Berdasarkan pengalaman saat pemilu legislatif kemarin, pilihan yang menang adalah pilihan golput. Lebih dari 30% penduduk Indonesia dalah golongan putih. Golongan  yang tidak memilih. Dengan demikian, kalau kita cerna sebetulnya bisa jadi partai Democrat yang dibina dan diketuai oleh petahana penguasa kita menangkap suara terbanyak itu. Golput harus ada yang mewadahi. Biarkan partai-partai lain berkoalisi dan menentukan siapa yang mereka dukung. Partai democrat harus tetap netral sesuai suara terbanyak penduduk Indonesia. Seandainya partai democrat diperkenankan berkoalisi dengan golput, maka dia tidak perlu berkoalisi dengan partai lainnya untuk mencalonkan presiden.  Hanya seandainya.
Kalau saya djadi petahana penguasa, akan saya anjurkan rakyat berhenti saling ejek. Soal kuda dan keris biarlah demikian. Toh patung-patung orang yang berkuda dan berkeris adalah patung-patung orang yang sudah wafat. Menyembah patung adalah perbuatan syirik yang dosanya tidak diampuni oleh Tuhan. Soal keturunan Cina, petahana sudah menghapuskan kata Cina dan menggantinya dengan Tiongkok. Di Indonesia tidak ada lagi Cina, yang ada adalah Tionghoa yang diakui sebagi warga negara Indonesia, dari Tiongkok lah leluhur mereka berasal. Tak ubahnya Habib yang berasal dari Arab dan Indo yang berasal dari Eropa, semuanya warga negara Indonesia. Asalkan bisa membuktikan bahwa dia warga negara Indonesia sejak lahir dan terbukti tidak pernah menjadi warga negara lain, maka boleh menjadi presiden. Biar pun pernah tinggal di yordania atau di solo, sama-sama tidak pengaruh terhadap pencalonannya. Mau naik kuda dengan keris atau naik mobil karoseri anak-anak SMK, sama-sama tidak diatur oleh konstitusi kita. Seandainya Abrahah naik gajah pun, aturan pencalonan presiden kita tak mempersoalkannya. Kenapa tidak dipersoalkan?. Tanyalah kepada para kontestan pemilu.
Soal polemic ibu negara, kalau saya menempatkan diri sebagi petahana penguasa Indonesia sekarang saya akan bilang  begini:
“tidak ada ibu negara atau ada ibu negara yang kalem andap asor, semuanya baik. Saya sudah membuktikan bahwa bila orang yang mendampingi saya kemana-mana saat kunjungan banyak tingkah, hanya menyebabkan foto saya, anak, dan cucu-cucu saya yang tidak berdosa terpampang di instagram. Perlu saudara sekalian ketahui, kecanduan media social seperti instagram tidak bisa dihentikan. Ada beberapa, bahkan sering rakyat saya menyindir keberadaan instagram. Tetapi ini lah alam demokrasi. Saya hanya prihatin dengan keburukan media social. Yang mampu menghentikan kecanduan media social hanyalah menteri kominfo”

········

● Tugas yang Diminta A: Salin ulang baris-baris daftar di bawah tanpa mengubah apa pun, mulai dari baris yang memuat "of the firefighter." sampai akhir daftar. Gambar tidak perlu dimasukkan ke jawaban.
● Tugas yang Diminta B: Teruskan tulisan tentang pemilu dan sikap petahana di atas, mulai setelah kalimat terakhirnya.

········

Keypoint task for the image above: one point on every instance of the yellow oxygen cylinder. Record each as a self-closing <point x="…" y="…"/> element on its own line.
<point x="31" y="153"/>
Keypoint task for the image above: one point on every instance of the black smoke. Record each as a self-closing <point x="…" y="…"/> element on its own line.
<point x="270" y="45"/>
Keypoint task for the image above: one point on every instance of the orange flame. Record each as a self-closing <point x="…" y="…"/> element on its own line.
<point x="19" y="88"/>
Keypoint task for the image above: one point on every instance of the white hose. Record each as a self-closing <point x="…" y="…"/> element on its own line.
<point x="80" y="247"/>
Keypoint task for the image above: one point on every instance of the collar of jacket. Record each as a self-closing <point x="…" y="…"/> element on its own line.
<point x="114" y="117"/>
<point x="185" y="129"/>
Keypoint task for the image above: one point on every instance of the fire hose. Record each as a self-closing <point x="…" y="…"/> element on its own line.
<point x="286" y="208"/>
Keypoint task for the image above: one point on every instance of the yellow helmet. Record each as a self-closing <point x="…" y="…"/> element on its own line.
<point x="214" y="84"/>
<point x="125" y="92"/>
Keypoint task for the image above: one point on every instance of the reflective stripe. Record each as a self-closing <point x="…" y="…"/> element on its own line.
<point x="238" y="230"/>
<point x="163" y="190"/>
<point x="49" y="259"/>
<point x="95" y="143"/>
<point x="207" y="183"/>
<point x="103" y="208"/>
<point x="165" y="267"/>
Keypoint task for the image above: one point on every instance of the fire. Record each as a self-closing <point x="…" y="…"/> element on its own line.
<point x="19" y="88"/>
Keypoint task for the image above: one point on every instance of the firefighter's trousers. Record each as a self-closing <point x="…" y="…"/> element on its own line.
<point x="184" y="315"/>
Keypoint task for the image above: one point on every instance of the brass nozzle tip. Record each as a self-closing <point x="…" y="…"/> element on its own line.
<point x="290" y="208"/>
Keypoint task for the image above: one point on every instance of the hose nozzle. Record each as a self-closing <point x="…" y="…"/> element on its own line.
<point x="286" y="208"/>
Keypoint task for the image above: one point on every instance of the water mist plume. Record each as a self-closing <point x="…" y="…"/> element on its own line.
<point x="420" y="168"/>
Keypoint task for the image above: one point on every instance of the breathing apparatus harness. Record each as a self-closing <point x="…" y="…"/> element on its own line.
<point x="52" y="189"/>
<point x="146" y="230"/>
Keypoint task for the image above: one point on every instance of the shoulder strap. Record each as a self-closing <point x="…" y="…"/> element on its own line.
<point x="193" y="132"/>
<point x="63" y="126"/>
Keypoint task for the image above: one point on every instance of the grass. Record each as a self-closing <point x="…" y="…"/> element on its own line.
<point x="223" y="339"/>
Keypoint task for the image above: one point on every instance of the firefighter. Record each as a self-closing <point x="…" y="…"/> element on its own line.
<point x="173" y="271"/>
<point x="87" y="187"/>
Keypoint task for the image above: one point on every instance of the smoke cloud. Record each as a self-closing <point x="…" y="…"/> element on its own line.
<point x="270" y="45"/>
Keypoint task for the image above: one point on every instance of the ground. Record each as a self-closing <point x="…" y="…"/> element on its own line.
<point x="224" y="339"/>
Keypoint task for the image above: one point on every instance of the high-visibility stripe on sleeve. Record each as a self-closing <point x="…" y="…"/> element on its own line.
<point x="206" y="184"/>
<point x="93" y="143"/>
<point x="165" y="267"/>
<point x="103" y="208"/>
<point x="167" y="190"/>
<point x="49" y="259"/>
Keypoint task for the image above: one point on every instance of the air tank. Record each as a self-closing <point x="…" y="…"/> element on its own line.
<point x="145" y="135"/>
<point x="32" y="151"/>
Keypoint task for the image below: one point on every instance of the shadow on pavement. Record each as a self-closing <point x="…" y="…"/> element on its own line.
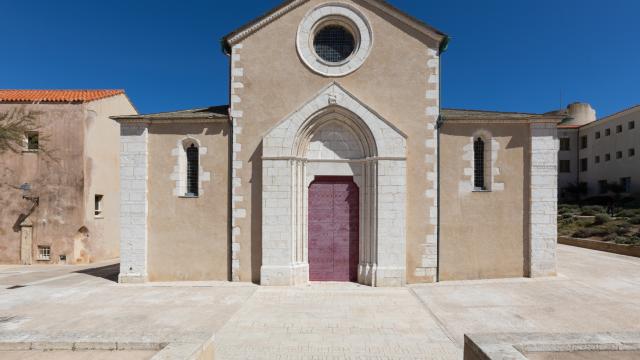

········

● Hasil Latihan A:
Keypoint task for the image above: one point on every instance of the firefighter. Record each as a self-closing <point x="…" y="…"/> element on its own line.
<point x="173" y="271"/>
<point x="87" y="187"/>
Keypoint task for the image above: one point on every instance of the smoke cloud. Record each as a self-closing <point x="…" y="…"/> element on its own line.
<point x="270" y="45"/>
Keypoint task for the image above: one point on every instance of the ground. Record each as a self-closing <point x="…" y="…"/> element on its own line.
<point x="224" y="339"/>
Keypoint task for the image above: one point on every instance of the high-visibility stripe on sleeve. Record each as a self-closing <point x="…" y="…"/> element on its own line.
<point x="206" y="184"/>
<point x="93" y="143"/>
<point x="165" y="267"/>
<point x="103" y="208"/>
<point x="167" y="190"/>
<point x="49" y="259"/>
Keypoint task for the image above: one point on every instance of the air tank. Record each as a self-closing <point x="…" y="…"/> element on its own line.
<point x="145" y="135"/>
<point x="32" y="151"/>
Keypoint task for the image below: one point on every instance of the shadow on pavement. Record each as a self-closing <point x="…" y="…"/> element on its own line.

● Hasil Latihan B:
Kemudian kalimat tersebut sebagai petahana akan saya sambung.
“saya memilih menyerahkan pilihan kepada rakyat. Bagaimana pun suara seorang rakyat dapat berpengaruh terhadap masa depan bangsa ini. Saya memilih netral, partai saya dalah partai netral. Pak Danhal yang ikut konvensi partai saya, saya persilahkan mendukung Dik Joko, begitu pun simpatisan partai saya yang lain, saya bebabaskan untuk memilih. Dengan netralnya partai saya, maka InsyaAllah tidak ada lagi media pemerintah yang berpihak pada calon tertentu sebagaimana amanat undang-undang”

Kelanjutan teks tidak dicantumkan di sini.